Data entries
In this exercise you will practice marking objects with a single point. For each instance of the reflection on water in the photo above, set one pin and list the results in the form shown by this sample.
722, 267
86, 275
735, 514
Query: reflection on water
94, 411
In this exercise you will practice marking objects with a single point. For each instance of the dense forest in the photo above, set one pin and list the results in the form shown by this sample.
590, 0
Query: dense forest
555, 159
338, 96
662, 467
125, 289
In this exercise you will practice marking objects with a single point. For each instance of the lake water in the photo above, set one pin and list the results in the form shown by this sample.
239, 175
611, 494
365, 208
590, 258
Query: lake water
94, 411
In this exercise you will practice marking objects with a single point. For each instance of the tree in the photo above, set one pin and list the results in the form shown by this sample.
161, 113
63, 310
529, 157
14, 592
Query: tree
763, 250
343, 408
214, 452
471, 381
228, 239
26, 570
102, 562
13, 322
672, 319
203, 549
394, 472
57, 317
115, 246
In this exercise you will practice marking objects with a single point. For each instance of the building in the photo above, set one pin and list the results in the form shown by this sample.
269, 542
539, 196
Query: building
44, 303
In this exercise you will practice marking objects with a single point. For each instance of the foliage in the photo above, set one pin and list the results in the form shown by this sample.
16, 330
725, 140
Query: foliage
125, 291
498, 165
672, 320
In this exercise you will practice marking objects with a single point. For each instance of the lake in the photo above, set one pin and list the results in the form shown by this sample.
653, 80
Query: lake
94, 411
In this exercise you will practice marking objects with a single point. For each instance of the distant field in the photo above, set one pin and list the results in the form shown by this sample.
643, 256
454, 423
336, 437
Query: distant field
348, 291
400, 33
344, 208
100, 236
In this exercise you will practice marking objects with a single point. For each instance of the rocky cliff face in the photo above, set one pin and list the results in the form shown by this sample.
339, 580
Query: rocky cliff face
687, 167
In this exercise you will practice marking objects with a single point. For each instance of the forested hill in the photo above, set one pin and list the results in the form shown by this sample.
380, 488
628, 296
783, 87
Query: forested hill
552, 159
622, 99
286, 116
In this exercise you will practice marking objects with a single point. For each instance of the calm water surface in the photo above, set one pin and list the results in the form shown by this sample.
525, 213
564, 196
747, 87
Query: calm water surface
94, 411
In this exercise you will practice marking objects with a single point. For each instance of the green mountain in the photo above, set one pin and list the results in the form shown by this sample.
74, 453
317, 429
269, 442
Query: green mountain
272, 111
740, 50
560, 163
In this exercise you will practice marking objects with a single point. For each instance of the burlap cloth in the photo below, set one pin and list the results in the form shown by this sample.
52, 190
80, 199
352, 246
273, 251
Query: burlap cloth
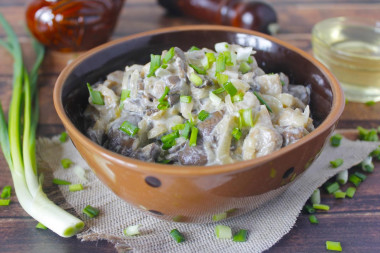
266, 225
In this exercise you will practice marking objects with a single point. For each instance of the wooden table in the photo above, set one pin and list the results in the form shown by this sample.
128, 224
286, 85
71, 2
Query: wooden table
353, 222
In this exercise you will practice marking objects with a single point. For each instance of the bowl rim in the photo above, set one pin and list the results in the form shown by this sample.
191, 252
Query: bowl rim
157, 168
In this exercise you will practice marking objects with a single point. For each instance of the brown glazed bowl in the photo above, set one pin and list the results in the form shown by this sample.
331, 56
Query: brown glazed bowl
196, 193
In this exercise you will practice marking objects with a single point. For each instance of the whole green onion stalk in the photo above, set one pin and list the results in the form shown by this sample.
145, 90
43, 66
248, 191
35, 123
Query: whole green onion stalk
18, 143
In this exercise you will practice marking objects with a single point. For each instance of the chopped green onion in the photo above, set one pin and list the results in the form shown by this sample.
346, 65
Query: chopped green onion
220, 63
218, 91
350, 192
75, 187
223, 232
355, 180
236, 133
360, 175
309, 209
41, 226
132, 230
6, 192
321, 207
178, 127
262, 101
219, 216
177, 236
91, 211
241, 236
221, 78
336, 163
60, 182
185, 99
313, 219
194, 48
193, 137
66, 163
199, 70
238, 97
155, 62
367, 135
63, 137
342, 177
367, 164
168, 56
335, 140
96, 96
334, 246
316, 197
195, 79
230, 88
246, 118
5, 202
370, 103
332, 187
129, 128
187, 129
339, 194
203, 115
244, 67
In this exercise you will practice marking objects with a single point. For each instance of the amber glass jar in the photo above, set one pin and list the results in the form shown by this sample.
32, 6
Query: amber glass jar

Exercise details: Write the entries above out in full, exactly, with no images.

Problem solution:
In this exercise you will practice marking objects with a single point. For each instance of the reflection on water in the photo above, set one pin and list the results in the form shown by this sample.
722, 267
86, 275
735, 514
Query: reflection on water
94, 411
In this exercise you will practice marking objects with a single point. For each instance of the dense forest in the photo above, set one pin and list the results in the form shown by this sample.
590, 0
Query: dense forest
555, 159
338, 96
662, 467
125, 289
In this exercise you will practice marking objects with a single point. For each instance of the lake water in the photo above, set one pin and list the results in the form shown by this sample.
239, 175
611, 494
365, 208
590, 258
Query: lake water
94, 411
In this exercise you will practice marking objects with a single point. For each instance of the tree in the photo above, set one pin and list the results in the form shown by this sample.
161, 113
63, 310
529, 157
14, 592
Query: tree
763, 250
343, 408
214, 452
471, 381
228, 239
26, 570
102, 562
13, 322
672, 319
203, 549
394, 472
57, 317
115, 246
In this exercise you will practice marking objects with a single point. For each instance of the building in the photo above, set one pin and list the results in the form shown by this sample.
269, 542
539, 196
Query: building
44, 303
In this exercise you will practice marking objects with a single point. For each instance of the foliage in the photo above, set one pin and list the results in the form shown by this sample.
16, 330
725, 140
Query: foliage
125, 291
498, 165
672, 320
In this exercise you will practice marking objects with a single point. For each instance of the lake in the photo above, set one pin and list the results in the form shown by this sample.
653, 80
Query: lake
94, 411
In this exercise you will practice marking objects with a single point. For each instance of the distant field in the photo above, set one pin and list the results in the form shown by this sample.
643, 256
454, 423
336, 437
Query: distant field
348, 291
400, 33
344, 208
100, 236
In this exercise you will practice marking objects with a single point. For each instance of the rocky cliff face in the photo above, set one pin and list the results in the form shown by this sample.
339, 580
Query: rocky cliff face
687, 167
In this exercise you will practice marking objects with a single point. For each instance of the forested hill in the photo above, set one pin and list the results in the form shown by this sample.
380, 488
628, 296
783, 87
Query: forested hill
552, 159
622, 99
286, 116
In this exercise you will practice marking objects with a single point. For each instance of the calm water surface in the photo above, set one pin and list the results in the form shown by this sample.
525, 213
564, 196
747, 87
Query: calm water surface
94, 411
In this exercise you will practice marking objects with a single point. For each instance of the green mountain in the photo above, set one pin and list the results in the form shown by this sample.
74, 453
317, 429
269, 442
Query: green mountain
272, 111
740, 50
560, 163
In this exercise you will practice marking objects with a single point. For each instance of the burlap cloth in the photo below, set one pin and list the results in the form shown by this sample.
52, 190
80, 199
352, 246
273, 251
Query: burlap cloth
266, 225
In this exercise you will practice marking objects with a single point. For each instance of the wooden table in the photo above, set one pin and list the results in the form shown by this sample.
128, 224
286, 85
71, 2
Query: wooden table
353, 222
In this exercise you will practice marking objects with a single point. For each instance of the bowl rim in the photo above, set one pin and list the results in the form shown by this sample.
191, 252
Query: bowl rim
157, 168
In this exercise you will practice marking objects with a single point. For each instance of the brown glazed bowl in the photo above, set one pin and list the results in the form shown by this sample.
331, 56
Query: brown glazed bowl
196, 193
In this exercise you will practice marking objects with a single point. For each instance of the whole green onion stalk in the photo above, set one pin and list the results in the form shown by this sample.
145, 90
43, 66
248, 191
35, 123
Query: whole green onion stalk
18, 143
In this exercise you will practice marking objects with a single point. For each instance of the chopped green onion in the photo above, set one pin and list the results in the form shown by this sample.
346, 65
Query: chopped green onion
220, 63
218, 91
350, 192
75, 187
223, 232
355, 180
236, 133
360, 175
309, 209
41, 226
132, 230
6, 192
321, 207
178, 127
262, 101
219, 216
177, 236
91, 211
241, 236
221, 78
336, 163
60, 182
185, 99
313, 219
194, 48
193, 137
66, 163
199, 70
238, 97
155, 62
367, 135
63, 137
342, 177
367, 164
168, 56
335, 140
96, 96
334, 246
316, 197
195, 79
230, 88
246, 118
5, 202
370, 103
332, 187
129, 128
187, 129
339, 194
203, 115
244, 67
In this exercise you will practice marking objects with a single point. For each instance of the amber glass jar in the photo above, set one pin and list the results in the form shown by this sample.
32, 6
Query: amber glass jar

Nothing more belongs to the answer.